Gegeven tekst
ECLI:NL:HR:2017:231

Hoge Raad

Datum uitspraak
14 februari 2017
Publicatiedatum
15 februari 2017
Zaaknummer
15/03241
Instantie
Hoge Raad
Type
Uitspraak
Rechtsgebied
Strafrecht
Procedures
  • Cassatie
Rechters
Vindplaatsen
  • Rechtspraak.nl
AI samenvatting door LexboostAutomatisch gegenereerd

Passieve ambtelijke omkoping door directeur van vennootschap met gemeente Nijmegen als enig aandeelhouder

In deze zaak gaat het om de passieve ambtelijke omkoping door de directeur van een vennootschap waarvan de gemeente Nijmegen de enige aandeelhouder was. De verdachte, geboren in 1947, was tijdelijk directeur van de NV en heeft in de periode van augustus 2006 tot februari 2007 een geldbedrag van 10.799,97 euro gevraagd aan de directeur van een andere vennootschap om iets te doen in zijn functie, zonder in strijd met zijn plicht te handelen. De verdediging stelde dat de verdachte niet wist dat hij als ambtenaar werd beschouwd, maar het hof verwierp dit verweer omdat het bestanddeel 'ambtenaar' geobjectiveerd was in de tenlastelegging. De Hoge Raad oordeelde echter dat het hof had miskend dat de mogelijkheid van een beroep op afwezigheid van alle schuld (avas) niet was uitgesloten. Het hof had geen gemotiveerde beslissing gegeven op het verweer van de verdachte, waardoor het middel gegrond werd verklaard. De Hoge Raad vernietigde de bestreden uitspraak, maar alleen wat betreft de strafbaarverklaring en de strafoplegging, en verwees de zaak terug naar het Gerechtshof Amsterdam voor herbehandeling.

Uitspraak

14 februari 2017
Strafkamer
nr. S 15/03241
MD/CB
Hoge Raad der Nederlanden
Arrest
op het beroep in cassatie tegen een arrest van het Gerechtshof Amsterdam van 3 juli 2015, nummer 23/002660-13, in de strafzaak tegen:
[verdachte], geboren te [geboorteplaats] op [geboortedatum] 1947.

1.Geding in cassatie

Het beroep is ingesteld door de verdachte. Namens deze heeft S.F.W. van 't Hullenaar, advocaat te Arnhem, bij schriftuur middelen van cassatie voorgesteld. De schriftuur is aan dit arrest gehecht en maakt daarvan deel uit.
De Advocaat-Generaal A.E. Harteveld heeft geconcludeerd tot vernietiging van het bestreden arrest en tot terugwijzing van de zaak naar het Gerechtshof Amsterdam teneinde op het bestaande hoger beroep opnieuw te worden berecht en afgedaan.

2.Beoordeling van het eerste middel

2.1.
Het middel klaagt dat het Hof heeft verzuimd gemotiveerd te beslissen op het namens de verdachte gedane beroep op afwezigheid van alle schuld.
2.2.1.
Ten laste van de verdachte heeft het Hof bewezenverklaard dat:
"hij in de periode van de maand augustus 2006 tot en met de maand februari 2007 te Nijmegen als ambtenaar (directeur van NV [A] , van welke NV de gemeente Nijmegen enig aandeelhouder is) een gift, te weten
- een geldbedrag van 10.799,97 euro van (de directeur van) [B] / [betrokkene 1] heeft gevraagd teneinde hem, verdachte, te bewegen iets te doen in zijn bediening, zonder daardoor in strijd met zijn plicht te handelen."

Uit te voeren opdrachten
1. Kun je de alinea uit de uitspraak die begint met "In deze zaak gaat het om" korter weergeven, zonder de hoofdfeiten te verliezen?
2. Kun je uit de uitspraak letterlijk overschrijven wat begint bij "Het beroep is" en eindigt bij "van alle schuld."?

[Voorbeelden van puntlabels]
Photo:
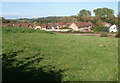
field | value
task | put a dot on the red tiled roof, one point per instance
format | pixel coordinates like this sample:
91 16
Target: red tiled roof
82 24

Antwoorden
1. De zaak betreft passieve ambtelijke omkoping door de directeur van een NV met de gemeente Nijmegen als enig aandeelhouder. De verdachte, geboren in 1947, was tijdelijk directeur van de NV. Tussen augustus 2006 en februari 2007 vroeg hij 10.799,97 euro aan de directeur van een andere vennootschap om iets te doen in zijn functie, zonder in strijd met zijn plicht te handelen. Het hof verwierp het verweer dat hij niet wist dat hij als ambtenaar gold, omdat het bestanddeel 'ambtenaar' in de tenlastelegging geobjectiveerd was. Volgens de Hoge Raad miskende het hof dat een beroep op afwezigheid van alle schuld (avas) niet was uitgesloten. Ook gaf het hof geen gemotiveerde beslissing op het verweer, zodat het middel gegrond was. De Hoge Raad vernietigde de uitspraak alleen wat betreft strafbaarverklaring en strafoplegging en verwees de zaak terug naar het Gerechtshof Amsterdam.

2.
Het beroep is ingesteld door de verdachte. Namens deze heeft S.F.W. van 't Hullenaar, advocaat te Arnhem, bij schriftuur middelen van cassatie voorgesteld. De schriftuur is aan dit arrest gehecht en maakt daarvan deel uit.
De Advocaat-Generaal A.E. Harteveld heeft geconcludeerd tot vernietiging van het bestreden arrest en tot terugwijzing van de zaak naar het Gerechtshof Amsterdam teneinde op het bestaande hoger beroep opnieuw te worden berecht en afgedaan.

2.Beoordeling van het eerste middel

2.1.
Het middel klaagt dat het Hof heeft verzuimd gemotiveerd te beslissen op het namens de verdachte gedane beroep op afwezigheid van alle schuld.